## Exercise objective
Only the line containing "Put one point on every instance of the boat reflection" and the lines after it, through the end of the data below, are to be returned, each exactly as it stands.
┄┄┄┄┄┄
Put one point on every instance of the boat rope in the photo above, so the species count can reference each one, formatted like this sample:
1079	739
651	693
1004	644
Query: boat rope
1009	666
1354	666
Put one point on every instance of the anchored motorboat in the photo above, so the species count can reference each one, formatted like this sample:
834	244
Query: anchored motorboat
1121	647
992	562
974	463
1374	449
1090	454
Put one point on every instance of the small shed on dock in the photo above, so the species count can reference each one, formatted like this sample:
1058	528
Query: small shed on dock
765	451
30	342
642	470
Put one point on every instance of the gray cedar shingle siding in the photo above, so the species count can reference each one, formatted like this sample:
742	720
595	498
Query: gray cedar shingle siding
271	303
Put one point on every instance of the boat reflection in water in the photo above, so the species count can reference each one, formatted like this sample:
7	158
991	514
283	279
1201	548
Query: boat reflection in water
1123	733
┄┄┄┄┄┄
## Reply
Put one point on every instance of the boat reflection in water in the photo above, so the species count can reference each one, formatted like this sample:
7	158
991	514
283	279
1201	548
Query: boat reflection in water
1123	733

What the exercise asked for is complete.